▸ TASK REQUIREMENTS:
Line by line, copy out the data below exactly.

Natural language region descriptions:
------------------------------------------------------------------------
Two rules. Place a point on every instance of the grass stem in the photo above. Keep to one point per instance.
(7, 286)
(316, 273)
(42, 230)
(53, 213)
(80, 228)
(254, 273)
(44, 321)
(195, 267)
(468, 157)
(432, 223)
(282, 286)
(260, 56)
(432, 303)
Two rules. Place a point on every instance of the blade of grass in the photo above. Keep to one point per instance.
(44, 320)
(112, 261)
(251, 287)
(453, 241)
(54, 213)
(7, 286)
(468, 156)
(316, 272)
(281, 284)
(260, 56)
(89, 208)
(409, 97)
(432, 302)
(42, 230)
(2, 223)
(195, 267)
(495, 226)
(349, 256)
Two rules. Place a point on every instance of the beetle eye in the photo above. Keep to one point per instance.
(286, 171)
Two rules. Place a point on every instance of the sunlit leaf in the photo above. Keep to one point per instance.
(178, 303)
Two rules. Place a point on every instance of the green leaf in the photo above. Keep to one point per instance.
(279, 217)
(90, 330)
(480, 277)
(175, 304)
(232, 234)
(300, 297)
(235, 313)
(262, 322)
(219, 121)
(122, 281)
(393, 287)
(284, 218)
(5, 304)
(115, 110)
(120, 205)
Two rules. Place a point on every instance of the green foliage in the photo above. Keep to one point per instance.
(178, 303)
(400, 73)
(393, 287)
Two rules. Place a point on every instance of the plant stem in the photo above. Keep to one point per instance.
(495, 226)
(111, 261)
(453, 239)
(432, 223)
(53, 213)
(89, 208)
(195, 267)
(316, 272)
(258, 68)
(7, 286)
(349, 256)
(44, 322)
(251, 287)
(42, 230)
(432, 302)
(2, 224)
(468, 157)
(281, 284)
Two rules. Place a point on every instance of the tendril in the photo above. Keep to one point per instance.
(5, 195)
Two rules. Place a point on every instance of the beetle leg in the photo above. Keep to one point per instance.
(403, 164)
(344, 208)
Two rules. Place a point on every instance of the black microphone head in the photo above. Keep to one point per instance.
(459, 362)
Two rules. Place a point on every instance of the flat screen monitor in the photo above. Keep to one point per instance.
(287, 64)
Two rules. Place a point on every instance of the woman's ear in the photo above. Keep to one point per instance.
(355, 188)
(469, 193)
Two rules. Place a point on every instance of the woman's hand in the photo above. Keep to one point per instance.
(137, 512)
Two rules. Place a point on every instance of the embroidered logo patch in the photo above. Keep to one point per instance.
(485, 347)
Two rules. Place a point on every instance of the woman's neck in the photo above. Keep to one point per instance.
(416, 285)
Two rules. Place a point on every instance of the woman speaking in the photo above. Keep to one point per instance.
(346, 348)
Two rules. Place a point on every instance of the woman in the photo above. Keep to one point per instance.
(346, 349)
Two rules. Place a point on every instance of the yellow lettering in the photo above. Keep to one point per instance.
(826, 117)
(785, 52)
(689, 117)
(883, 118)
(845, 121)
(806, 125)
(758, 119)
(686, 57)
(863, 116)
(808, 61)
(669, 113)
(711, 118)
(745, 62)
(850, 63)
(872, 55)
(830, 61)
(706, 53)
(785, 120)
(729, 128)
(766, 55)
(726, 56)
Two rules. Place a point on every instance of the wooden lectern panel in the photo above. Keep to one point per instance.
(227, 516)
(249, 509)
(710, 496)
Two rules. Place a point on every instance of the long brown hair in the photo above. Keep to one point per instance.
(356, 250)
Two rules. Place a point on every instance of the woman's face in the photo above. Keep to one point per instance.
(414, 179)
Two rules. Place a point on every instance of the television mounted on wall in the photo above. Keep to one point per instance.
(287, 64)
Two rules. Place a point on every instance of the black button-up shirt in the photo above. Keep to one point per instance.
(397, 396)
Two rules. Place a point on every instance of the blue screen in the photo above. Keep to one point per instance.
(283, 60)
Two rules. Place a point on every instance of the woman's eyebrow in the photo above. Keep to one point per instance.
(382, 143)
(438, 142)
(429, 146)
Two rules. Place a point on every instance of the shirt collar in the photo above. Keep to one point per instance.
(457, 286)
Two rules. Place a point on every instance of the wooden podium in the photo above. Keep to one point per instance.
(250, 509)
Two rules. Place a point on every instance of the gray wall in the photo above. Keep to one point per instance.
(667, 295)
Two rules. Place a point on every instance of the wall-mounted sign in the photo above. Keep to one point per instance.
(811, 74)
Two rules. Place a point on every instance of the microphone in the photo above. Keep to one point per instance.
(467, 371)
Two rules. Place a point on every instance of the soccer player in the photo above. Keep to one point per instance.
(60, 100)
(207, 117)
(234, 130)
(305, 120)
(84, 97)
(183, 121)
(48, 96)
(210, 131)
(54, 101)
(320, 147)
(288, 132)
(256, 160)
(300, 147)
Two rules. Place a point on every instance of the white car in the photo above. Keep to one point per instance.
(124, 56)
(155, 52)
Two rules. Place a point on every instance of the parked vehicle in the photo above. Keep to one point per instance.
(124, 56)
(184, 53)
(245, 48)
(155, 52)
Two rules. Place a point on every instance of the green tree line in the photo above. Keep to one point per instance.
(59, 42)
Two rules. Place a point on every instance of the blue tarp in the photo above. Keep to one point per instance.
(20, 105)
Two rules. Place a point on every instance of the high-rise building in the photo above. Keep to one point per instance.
------------------------------------------------------------------------
▸ REPLY TO THE TASK:
Two rules. Place a point on every instance of the grass stem in the photo above. Keep to one point per instance.
(7, 286)
(316, 273)
(42, 230)
(53, 213)
(80, 228)
(254, 273)
(44, 321)
(195, 267)
(468, 157)
(432, 223)
(282, 286)
(260, 56)
(432, 303)
Two rules. Place a point on every instance of the blade of grass in the photo above. Keep to one point per instance.
(44, 320)
(112, 261)
(251, 287)
(453, 241)
(54, 213)
(7, 286)
(468, 156)
(316, 272)
(281, 284)
(260, 56)
(89, 208)
(409, 97)
(432, 302)
(42, 230)
(2, 223)
(195, 267)
(495, 226)
(349, 256)
Two rules. Place a point on every instance of the beetle eye in the photo above. Keep to one point per instance.
(286, 171)
Two rules. Place a point on every instance of the sunlit leaf in the photo above. Keep to one point per instance.
(178, 303)
Two rules. Place a point on every instance of the green leaf in the photo above. Keep to one point per instance.
(279, 217)
(90, 330)
(480, 277)
(175, 304)
(232, 234)
(300, 297)
(235, 313)
(262, 322)
(219, 121)
(122, 281)
(393, 287)
(284, 218)
(5, 304)
(115, 110)
(120, 205)
Two rules. Place a point on every instance of the green foliage in the photo above. Keep to one point per instance.
(178, 303)
(400, 73)
(393, 287)
Two rules. Place a point on every instance of the plant stem in the photo above. Keep to one point per instance.
(495, 226)
(111, 261)
(453, 239)
(432, 223)
(53, 213)
(89, 208)
(195, 267)
(316, 272)
(258, 68)
(7, 286)
(349, 256)
(44, 322)
(251, 287)
(42, 230)
(432, 302)
(2, 224)
(468, 157)
(281, 284)
Two rules. Place a point on every instance of the tendril in the photo above. Keep to one point per instance.
(5, 195)
Two rules. Place a point on every instance of the beetle leg in the photo above. Keep to one point per instance.
(403, 164)
(344, 208)
Two rules. Place a point on every instance of the black microphone head in the photo above. Keep to one point per instance.
(459, 362)
Two rules. Place a point on every instance of the flat screen monitor in the photo above. Keep to one point per instance.
(287, 64)
Two rules. Place a point on every instance of the woman's ear in the photo above. Keep to one point per instance.
(355, 188)
(469, 193)
Two rules. Place a point on every instance of the woman's hand in the photo above. Keep to one point per instance.
(137, 512)
Two rules. Place a point on every instance of the embroidered logo patch in the photo above. Keep to one point per instance.
(485, 347)
Two rules. Place a point on every instance of the woman's neck in the photo above. Keep to one point per instance.
(416, 285)
Two rules. Place a point on every instance of the woman speaking in the photo above. Keep to one point per instance.
(346, 348)
Two rules. Place a point on every instance of the woman in the photo above. Keep to one point per instance.
(346, 349)
Two rules. Place a point on every instance of the yellow lettering in the photo above. Keep to one point per instance.
(826, 117)
(785, 52)
(689, 117)
(883, 118)
(845, 121)
(806, 125)
(758, 119)
(686, 57)
(863, 116)
(808, 61)
(669, 113)
(711, 118)
(745, 62)
(850, 63)
(872, 55)
(830, 61)
(706, 53)
(785, 120)
(729, 128)
(766, 55)
(726, 56)
Two rules. Place a point on every instance of the wooden lectern panel in the photo above. Keep to one point per instance.
(227, 516)
(249, 509)
(710, 496)
Two rules. Place a point on every instance of the long brown hair in the photo above. Keep to one point per instance.
(356, 250)
Two rules. Place a point on every instance of the woman's face in the photo above. Keep to one point per instance.
(414, 179)
Two rules. Place a point on every instance of the television mounted on wall in the photo above. Keep to one point per instance.
(287, 64)
Two rules. Place a point on every instance of the black button-up shirt in the photo above. Keep to one point per instance.
(397, 396)
Two rules. Place a point on every instance of the blue screen in the photo above. Keep to one point per instance.
(283, 60)
Two rules. Place a point on every instance of the woman's eyebrow in the photo above. Keep to one point per instance.
(382, 143)
(438, 142)
(429, 146)
Two rules. Place a point on every instance of the shirt collar in the photo above. Keep to one point per instance.
(457, 286)
Two rules. Place a point on every instance of the wooden podium in the photo above. Keep to one point per instance.
(250, 509)
Two rules. Place a point on every instance of the gray wall in the photo above. Keep to one point per instance.
(667, 295)
Two rules. Place a point on every instance of the wall-mounted sign in the photo above. Keep to one point per instance.
(811, 74)
Two rules. Place a point on every instance of the microphone in the photo above. Keep to one point per instance.
(467, 371)
Two rules. Place a point on every instance of the soccer player in the photo above. Keep to one point per instance.
(60, 100)
(207, 117)
(234, 130)
(305, 120)
(84, 97)
(183, 121)
(48, 96)
(210, 131)
(54, 101)
(320, 147)
(288, 132)
(256, 160)
(300, 147)
Two rules. Place a point on every instance of the white car in the photo above. Keep to one point per instance.
(124, 56)
(155, 52)
Two rules. Place a point on every instance of the parked vehicle in the photo above. Keep to one point per instance.
(124, 56)
(184, 53)
(245, 48)
(155, 52)
Two rules. Place a point on every instance of the green tree line in the photo above. Keep to one point per instance.
(59, 42)
Two rules. Place a point on every instance of the blue tarp in the photo above. Keep to one point per instance.
(20, 105)
Two rules. Place a point on every instance of the high-rise building in the photo above. Keep to one point per instance.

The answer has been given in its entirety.